Exercise inputs START

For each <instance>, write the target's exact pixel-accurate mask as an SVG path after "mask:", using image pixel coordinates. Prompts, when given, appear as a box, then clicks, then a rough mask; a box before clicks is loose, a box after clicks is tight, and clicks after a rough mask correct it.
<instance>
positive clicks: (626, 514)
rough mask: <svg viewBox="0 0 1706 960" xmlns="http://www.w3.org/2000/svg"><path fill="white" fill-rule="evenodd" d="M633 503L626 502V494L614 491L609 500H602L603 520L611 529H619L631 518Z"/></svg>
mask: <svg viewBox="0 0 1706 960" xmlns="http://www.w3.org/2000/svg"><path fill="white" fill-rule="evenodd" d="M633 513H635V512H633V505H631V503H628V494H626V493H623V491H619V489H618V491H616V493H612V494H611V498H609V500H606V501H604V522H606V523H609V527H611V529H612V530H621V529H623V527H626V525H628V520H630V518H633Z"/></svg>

Exercise inputs END
Exercise inputs START

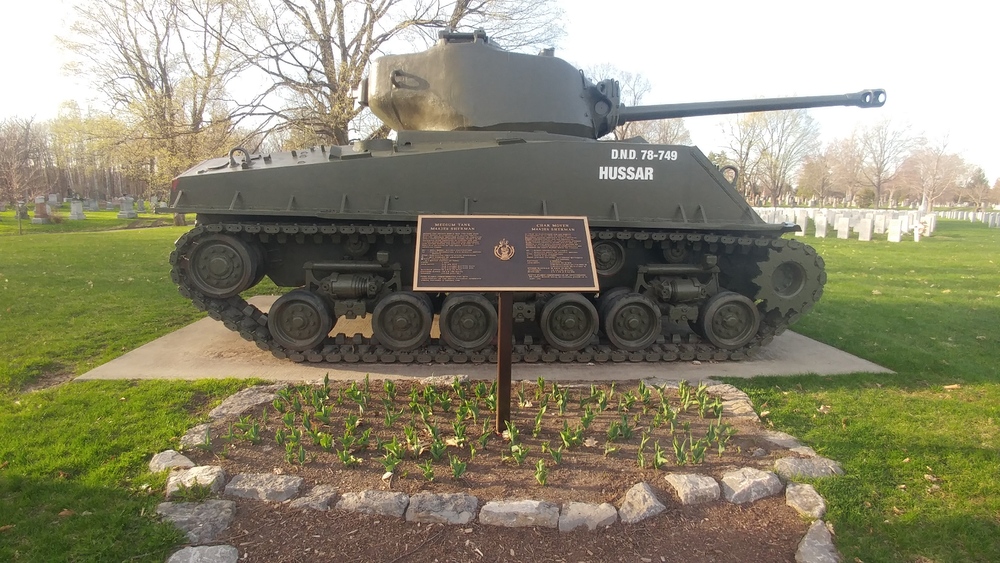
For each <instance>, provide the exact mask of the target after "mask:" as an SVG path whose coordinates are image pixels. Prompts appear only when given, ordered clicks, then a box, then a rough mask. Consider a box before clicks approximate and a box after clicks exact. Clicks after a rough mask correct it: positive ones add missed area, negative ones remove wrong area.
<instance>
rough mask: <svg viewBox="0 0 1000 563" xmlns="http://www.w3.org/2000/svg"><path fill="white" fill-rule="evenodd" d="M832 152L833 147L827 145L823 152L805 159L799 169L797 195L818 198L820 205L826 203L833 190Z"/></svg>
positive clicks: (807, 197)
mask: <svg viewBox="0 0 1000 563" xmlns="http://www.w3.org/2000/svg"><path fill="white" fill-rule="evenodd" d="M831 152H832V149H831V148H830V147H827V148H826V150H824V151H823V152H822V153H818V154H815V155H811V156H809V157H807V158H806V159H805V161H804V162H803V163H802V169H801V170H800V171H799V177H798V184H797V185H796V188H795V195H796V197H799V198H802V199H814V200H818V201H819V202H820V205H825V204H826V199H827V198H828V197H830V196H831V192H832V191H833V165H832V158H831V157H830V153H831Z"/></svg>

Exercise inputs END

Please find every line in the listing that holds the string "when" and copy it.

Solution:
For each <instance>, write the target's exact pixel-accurate mask as an SVG path after "mask:", using image pixel coordinates. Prompts, when given, appear as a box, then clicks, then a rough mask; a box before clicks is loose, a box after clicks is tight, and clicks after a rough mask correct it.
For each <instance>, provide the exact mask of the target after "mask:" as an SVG path whose coordinates are image pixels. Prompts appear only when given, ordered clicks, then a box, then a rough mask. Consider a box before clicks approximate and a box after clicks exact. Clicks after a rough mask correct it: positive ones add missed area, negative ones remove wrong area.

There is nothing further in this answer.